Tasks to carry out:
- 1) Name every U.S. state mentioned in the article on God and marriage.
- 2) Quote the article on God and marriage from "And what about" to "raising them together.".
- 3) In the article on God and marriage, which Bible verse is cited?
#### Passage shown
God and Marriage
I apologize for my lateness with my article. I’ve been in Pennsylvania since last
Wednesday helping my mother prepare to move to Florida, and I also attended my
nieces wedding. I had limited internet
access all week and was unable to get to any WiFi on Sunday. I spent Monday driving and then sat in a
hotel Monday night in Georgia trying to finish this before my mind gave
out. How can sitting in a car all day be
so exhausting?
Okay, I was unable to finish in the hotel – my brain
cells would not focus enough. I’m back
in Florida now and finally completing this.
It is so wonderful to be home!
There is so much truth to the old adage “There’s no place like home.” Thank you Dorothy!
Back to marriage: God created marriage to be a holy
union between a man and a woman; a union not meant to be separated. He did that so we would have a partner to
share our lives, so we would not be alone.
He meant for us to have someone to help us and complete us. We come together as two separate halves that
make a beautiful whole. It takes a lot
of trials and compromise and selflessness to forge those halves into a whole,
but we are not complete without that other half.
Marriage is God’s will for His creation. When we go against that will and divorce, or
never marry and have multiple partners through our life, we miss out on the
amazing blessings God may have planned for us.
We also suffer the consequences of disobedience to His will. Anyone who’s been through divorce as an adult
or as a child knows the devastation that comes with it.
Marriage takes a lot of work. There are obviously
times, though, when we have no control over a partner who leaves and files for
divorce. It takes two to make a
successful marriage. God certainly
forgives divorce, but He doesn’t erase all the consequences that come with
it.
God created sex for a man and a woman, united in
marriage, as a physical bond between them that solidifies their union as one. It comes with the duty to procreate, to be fruitful
and multiply. Genesis 1:28 - God blessed them and said to them, “Be
fruitful and increase in number.”
Again, we face the consequences of defying God’s
word when we use sex outside of the marriage relationship. Sex was not meant to be a “casual sport”
adults perform because it feels good.
Every person you have sex with receives an emotional part of you because
of the deep bond God intended the act of sex to establish. That lost emotional part, when given freely
to partners outside of marriage, creates a void in your soul that can only be
healed by a commitment to a marriage partner as God intended.
And what about the children? Children born out of wedlock have a great
disadvantage in life. They do not have
the stability of parents raising them together.
Regardless of what the world may tell us, children thrive at their best
with a mother and father at home, even more so when both the mother and father
are their biological parents.
There is no doubt about God’s desire for marriage
and why we should marry. We have gotten
far away from those intentions in our society because of our selfishness and
lack of morals. It is no wonder our
society is failing. Without the security
of marriage and family, the way God meant for it to be, lives fall apart.
########
#### Available data
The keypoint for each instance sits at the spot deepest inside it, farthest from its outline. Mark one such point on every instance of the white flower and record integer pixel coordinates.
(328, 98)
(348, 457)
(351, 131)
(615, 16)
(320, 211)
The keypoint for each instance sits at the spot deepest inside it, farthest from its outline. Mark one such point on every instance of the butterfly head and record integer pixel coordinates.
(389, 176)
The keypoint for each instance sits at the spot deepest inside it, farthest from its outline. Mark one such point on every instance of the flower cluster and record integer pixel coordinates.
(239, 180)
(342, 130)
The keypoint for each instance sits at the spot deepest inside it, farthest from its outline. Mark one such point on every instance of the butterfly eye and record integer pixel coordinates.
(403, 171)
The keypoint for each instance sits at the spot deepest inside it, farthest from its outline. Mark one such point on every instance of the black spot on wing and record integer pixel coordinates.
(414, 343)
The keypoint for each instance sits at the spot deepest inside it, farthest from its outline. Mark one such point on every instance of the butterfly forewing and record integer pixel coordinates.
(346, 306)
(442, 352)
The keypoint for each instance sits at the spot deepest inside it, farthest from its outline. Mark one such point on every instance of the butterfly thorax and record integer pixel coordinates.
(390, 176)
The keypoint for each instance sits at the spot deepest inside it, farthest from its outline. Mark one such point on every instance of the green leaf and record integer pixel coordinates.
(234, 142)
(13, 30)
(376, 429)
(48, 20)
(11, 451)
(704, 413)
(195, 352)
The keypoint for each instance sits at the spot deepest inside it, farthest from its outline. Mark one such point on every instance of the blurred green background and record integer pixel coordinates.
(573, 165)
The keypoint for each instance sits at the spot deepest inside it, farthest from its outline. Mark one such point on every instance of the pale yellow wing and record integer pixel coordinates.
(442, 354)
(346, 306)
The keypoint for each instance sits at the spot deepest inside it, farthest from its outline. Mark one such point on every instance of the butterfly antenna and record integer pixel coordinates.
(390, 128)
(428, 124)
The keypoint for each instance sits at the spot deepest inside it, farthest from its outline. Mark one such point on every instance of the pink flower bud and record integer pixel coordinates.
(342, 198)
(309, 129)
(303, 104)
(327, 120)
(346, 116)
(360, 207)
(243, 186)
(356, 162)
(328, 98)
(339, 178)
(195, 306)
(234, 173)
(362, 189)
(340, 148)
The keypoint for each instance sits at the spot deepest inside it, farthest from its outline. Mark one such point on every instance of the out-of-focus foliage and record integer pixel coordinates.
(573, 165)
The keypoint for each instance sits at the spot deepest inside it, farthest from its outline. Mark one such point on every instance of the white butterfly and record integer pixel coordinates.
########
#### Available data
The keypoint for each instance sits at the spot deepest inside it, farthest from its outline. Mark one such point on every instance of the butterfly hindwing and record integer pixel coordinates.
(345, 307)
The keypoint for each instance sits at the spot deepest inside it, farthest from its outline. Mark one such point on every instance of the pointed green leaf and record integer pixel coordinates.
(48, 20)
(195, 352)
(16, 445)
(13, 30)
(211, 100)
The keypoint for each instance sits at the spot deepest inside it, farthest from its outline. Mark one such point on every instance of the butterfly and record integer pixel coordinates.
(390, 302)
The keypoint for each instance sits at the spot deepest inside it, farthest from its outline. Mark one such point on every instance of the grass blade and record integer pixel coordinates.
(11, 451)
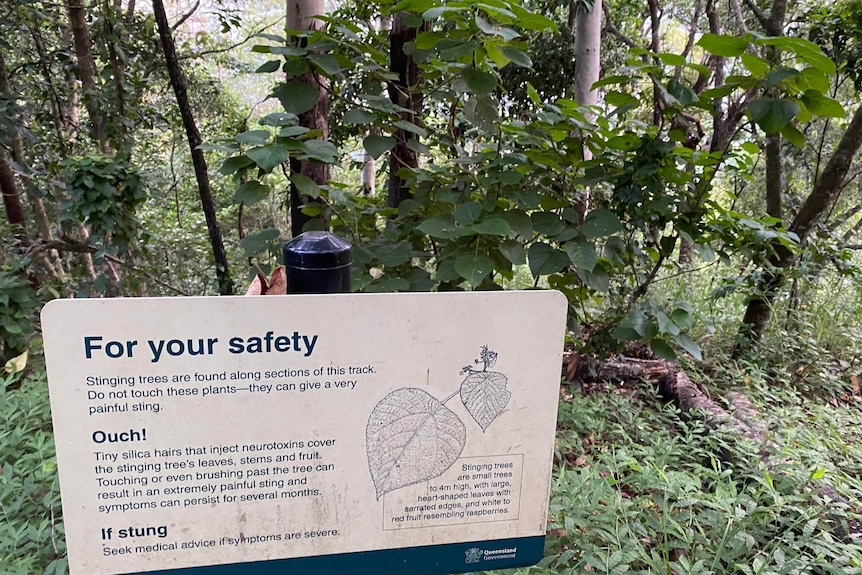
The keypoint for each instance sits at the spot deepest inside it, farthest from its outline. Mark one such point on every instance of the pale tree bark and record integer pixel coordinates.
########
#### Available data
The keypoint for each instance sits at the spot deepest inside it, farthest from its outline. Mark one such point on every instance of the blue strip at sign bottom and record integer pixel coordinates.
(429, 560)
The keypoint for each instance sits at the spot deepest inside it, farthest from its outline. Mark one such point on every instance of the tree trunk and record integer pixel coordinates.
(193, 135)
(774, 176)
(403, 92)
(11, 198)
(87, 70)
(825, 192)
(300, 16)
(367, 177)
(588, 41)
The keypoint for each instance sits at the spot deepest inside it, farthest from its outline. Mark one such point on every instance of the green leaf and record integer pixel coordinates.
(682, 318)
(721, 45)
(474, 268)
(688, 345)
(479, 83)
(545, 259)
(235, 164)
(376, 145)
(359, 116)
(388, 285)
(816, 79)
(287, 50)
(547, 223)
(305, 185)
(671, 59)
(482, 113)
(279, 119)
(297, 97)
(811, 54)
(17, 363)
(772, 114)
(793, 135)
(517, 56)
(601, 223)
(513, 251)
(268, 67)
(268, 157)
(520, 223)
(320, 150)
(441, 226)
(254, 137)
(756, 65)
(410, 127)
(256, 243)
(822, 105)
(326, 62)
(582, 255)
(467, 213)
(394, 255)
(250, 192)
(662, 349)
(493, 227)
########
Answers by item number:
- 1) Pennsylvania, Florida, Georgia

- 2)
And what about the children? Children born out of wedlock have a great
disadvantage in life. They do not have
the stability of parents raising them together.

- 3) Genesis 1:28